▸ Short exercise: Rewrite every line of the entries below as a numbered list, leaving out any blank lines.

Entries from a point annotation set
________________

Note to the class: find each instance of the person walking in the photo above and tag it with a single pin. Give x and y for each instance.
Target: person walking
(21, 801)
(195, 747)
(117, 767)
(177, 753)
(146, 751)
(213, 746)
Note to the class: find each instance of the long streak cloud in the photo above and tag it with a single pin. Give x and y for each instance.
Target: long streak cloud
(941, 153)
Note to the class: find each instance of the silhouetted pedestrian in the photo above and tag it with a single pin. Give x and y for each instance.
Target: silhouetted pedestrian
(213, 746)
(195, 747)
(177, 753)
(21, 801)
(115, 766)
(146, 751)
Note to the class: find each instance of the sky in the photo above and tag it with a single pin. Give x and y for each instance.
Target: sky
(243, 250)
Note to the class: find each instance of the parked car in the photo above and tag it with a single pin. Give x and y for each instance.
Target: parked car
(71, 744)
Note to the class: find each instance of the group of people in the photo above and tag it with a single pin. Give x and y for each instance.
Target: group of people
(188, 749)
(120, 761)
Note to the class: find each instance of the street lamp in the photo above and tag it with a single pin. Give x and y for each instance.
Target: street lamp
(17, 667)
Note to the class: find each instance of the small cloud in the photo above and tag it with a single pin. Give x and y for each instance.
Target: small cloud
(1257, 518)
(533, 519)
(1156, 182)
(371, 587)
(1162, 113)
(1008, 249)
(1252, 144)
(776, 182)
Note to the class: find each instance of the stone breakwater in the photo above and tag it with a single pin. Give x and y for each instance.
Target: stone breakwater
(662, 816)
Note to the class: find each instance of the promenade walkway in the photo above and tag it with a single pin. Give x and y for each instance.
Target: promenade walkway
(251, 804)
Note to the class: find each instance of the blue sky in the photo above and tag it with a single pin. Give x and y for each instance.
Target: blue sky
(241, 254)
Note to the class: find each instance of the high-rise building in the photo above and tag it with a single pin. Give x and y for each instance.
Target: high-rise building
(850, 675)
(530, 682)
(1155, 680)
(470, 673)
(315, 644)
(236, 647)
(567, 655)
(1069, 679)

________________

▸ Finished answer:
1. Note to the class: find each instance of the person walking in the photo above and tag it with a single pin. Give x and y for each instance.
2. Target: person walking
3. (21, 801)
4. (195, 747)
5. (117, 767)
6. (177, 753)
7. (146, 751)
8. (213, 746)
9. Note to the class: find each instance of the long streak cloud in the photo above and tag it with a single pin. Give x and y for each instance.
10. Target: long streak cloud
11. (941, 153)
12. Note to the class: find each instance of the silhouetted pedestrian in the photo above and tag it with a single pin. Give x and y for each instance.
13. Target: silhouetted pedestrian
14. (213, 746)
15. (195, 747)
16. (177, 753)
17. (21, 801)
18. (115, 766)
19. (146, 751)
20. Note to the class: find each instance of the sky in the photo above and tag it with a single pin. Give x and y for each instance.
21. Target: sky
22. (243, 250)
23. Note to the class: find each instance of the parked car in the photo above and tag it with a single pin. Give x and y for each instance.
24. Target: parked car
25. (71, 744)
26. Note to the class: find each instance of the group of people in the photo above and tag it with a single pin. Give x and y for each instance.
27. Target: group of people
28. (188, 749)
29. (120, 761)
30. Note to the class: find each instance of the street lamp in the photo above and tag it with a single pin. Give x and y for each instance.
31. Target: street lamp
32. (17, 667)
33. Note to the class: find each instance of the small cloud in the photo above and tag it with a single pin. Give x and y for each instance.
34. Target: small cloud
35. (1257, 518)
36. (533, 519)
37. (1156, 182)
38. (371, 587)
39. (1162, 113)
40. (1008, 249)
41. (1252, 144)
42. (776, 182)
43. Note to the class: find each instance of the stone breakwater in the photo above and tag it with a single pin. Give x and y for each instance.
44. Target: stone breakwater
45. (662, 816)
46. Note to the class: find each instance of the promenade walkway in the photo above and tag it with a single pin. Give x and y for each instance.
47. Target: promenade walkway
48. (251, 804)
49. Note to the class: find each instance of the blue sky in the photo above and tag it with a single pin. Give x and y for each instance.
50. Target: blue sky
51. (241, 254)
52. Note to the class: find each instance of the high-rise building in the photo above and tag it with a single pin. Give x and y for each instance.
53. Target: high-rise building
54. (850, 675)
55. (530, 682)
56. (1155, 680)
57. (470, 673)
58. (315, 644)
59. (236, 647)
60. (567, 655)
61. (1069, 679)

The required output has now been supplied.